PROBLEM DETAILS:
For each line in the records that contains "pixels", make a copy.

-------- DATA TO PROCESS --------

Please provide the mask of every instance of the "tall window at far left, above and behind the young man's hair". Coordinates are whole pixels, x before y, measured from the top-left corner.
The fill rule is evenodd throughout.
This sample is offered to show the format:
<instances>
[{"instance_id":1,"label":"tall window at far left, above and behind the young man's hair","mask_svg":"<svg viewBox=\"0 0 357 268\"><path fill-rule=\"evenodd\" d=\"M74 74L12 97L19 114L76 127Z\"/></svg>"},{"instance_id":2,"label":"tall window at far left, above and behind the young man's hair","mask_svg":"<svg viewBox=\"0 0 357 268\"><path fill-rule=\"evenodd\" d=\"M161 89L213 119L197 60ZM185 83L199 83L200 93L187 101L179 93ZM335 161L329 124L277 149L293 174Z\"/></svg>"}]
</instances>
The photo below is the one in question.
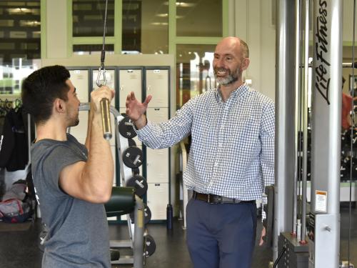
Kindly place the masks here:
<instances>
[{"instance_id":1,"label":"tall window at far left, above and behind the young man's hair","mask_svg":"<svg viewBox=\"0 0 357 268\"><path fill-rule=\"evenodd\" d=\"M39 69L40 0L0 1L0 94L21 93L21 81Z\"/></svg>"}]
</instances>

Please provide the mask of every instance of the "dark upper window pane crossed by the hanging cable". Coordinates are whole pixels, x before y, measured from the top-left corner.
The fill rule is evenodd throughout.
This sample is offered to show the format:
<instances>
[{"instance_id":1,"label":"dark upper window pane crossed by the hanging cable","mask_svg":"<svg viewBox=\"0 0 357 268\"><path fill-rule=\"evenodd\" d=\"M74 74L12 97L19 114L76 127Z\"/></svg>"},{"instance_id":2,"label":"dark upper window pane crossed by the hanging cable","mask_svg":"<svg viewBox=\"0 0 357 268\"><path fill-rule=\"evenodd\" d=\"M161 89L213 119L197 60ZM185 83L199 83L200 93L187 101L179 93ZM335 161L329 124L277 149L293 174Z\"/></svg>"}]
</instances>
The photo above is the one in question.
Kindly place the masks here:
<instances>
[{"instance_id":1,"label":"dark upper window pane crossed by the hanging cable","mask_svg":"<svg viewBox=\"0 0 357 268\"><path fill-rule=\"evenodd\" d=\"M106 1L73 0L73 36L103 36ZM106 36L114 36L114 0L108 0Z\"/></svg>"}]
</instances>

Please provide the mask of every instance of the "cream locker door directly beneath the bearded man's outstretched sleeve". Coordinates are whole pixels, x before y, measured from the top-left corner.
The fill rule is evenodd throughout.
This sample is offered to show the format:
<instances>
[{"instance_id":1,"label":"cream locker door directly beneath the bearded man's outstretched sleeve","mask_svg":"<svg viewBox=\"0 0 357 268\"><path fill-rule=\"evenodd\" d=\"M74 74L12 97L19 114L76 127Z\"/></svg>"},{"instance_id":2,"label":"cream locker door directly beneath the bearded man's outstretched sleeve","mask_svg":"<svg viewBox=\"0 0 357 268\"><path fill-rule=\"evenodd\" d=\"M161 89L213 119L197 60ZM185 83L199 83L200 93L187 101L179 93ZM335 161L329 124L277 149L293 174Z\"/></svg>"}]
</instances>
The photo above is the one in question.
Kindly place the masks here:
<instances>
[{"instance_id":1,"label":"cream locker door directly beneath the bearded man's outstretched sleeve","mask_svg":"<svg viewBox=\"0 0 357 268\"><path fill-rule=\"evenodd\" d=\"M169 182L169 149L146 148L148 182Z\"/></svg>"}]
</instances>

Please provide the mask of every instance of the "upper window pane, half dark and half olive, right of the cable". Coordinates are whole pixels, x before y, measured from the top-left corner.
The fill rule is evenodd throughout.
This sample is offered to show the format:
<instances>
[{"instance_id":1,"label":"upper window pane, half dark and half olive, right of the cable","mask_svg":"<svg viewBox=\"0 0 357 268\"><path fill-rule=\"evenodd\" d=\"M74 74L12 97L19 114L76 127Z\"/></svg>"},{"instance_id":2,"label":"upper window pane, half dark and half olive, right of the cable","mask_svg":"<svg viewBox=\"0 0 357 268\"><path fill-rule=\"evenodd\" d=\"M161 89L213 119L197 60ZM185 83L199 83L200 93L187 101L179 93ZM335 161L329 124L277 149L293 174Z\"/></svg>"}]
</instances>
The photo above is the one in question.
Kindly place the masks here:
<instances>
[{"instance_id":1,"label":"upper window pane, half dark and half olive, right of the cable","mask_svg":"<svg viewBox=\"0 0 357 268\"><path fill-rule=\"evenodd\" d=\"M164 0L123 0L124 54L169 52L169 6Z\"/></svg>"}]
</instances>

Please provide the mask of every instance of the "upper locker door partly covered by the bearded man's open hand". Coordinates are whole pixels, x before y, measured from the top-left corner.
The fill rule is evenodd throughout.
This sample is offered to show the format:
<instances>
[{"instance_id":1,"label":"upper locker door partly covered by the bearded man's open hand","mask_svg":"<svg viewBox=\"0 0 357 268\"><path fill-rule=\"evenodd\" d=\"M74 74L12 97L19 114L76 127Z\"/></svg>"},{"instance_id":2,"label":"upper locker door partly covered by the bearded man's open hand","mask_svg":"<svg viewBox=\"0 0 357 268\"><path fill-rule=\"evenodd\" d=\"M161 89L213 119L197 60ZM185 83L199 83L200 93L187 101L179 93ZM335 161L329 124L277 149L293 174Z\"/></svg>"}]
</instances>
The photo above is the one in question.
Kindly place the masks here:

--------

RESULT OF THE TASK:
Please provide the mask of every instance of the "tall window at far left, above and behind the young man's hair". Coordinates are whole pixels, x before y, measured from the top-left corner.
Please provide the mask of every instance of the "dark upper window pane crossed by the hanging cable". Coordinates are whole pixels, x before y, measured from the top-left corner.
Please provide the mask of every instance of the "cream locker door directly beneath the bearded man's outstretched sleeve". Coordinates are whole pixels, x before y, measured from the top-left corner.
Please provide the mask of every instance of the "upper window pane, half dark and half olive, right of the cable". Coordinates are whole pixels, x before y, measured from the top-left corner.
Please provide the mask of every instance of the "upper locker door partly covered by the bearded man's open hand". Coordinates are whole pixels, x before y, measured from the top-left corner.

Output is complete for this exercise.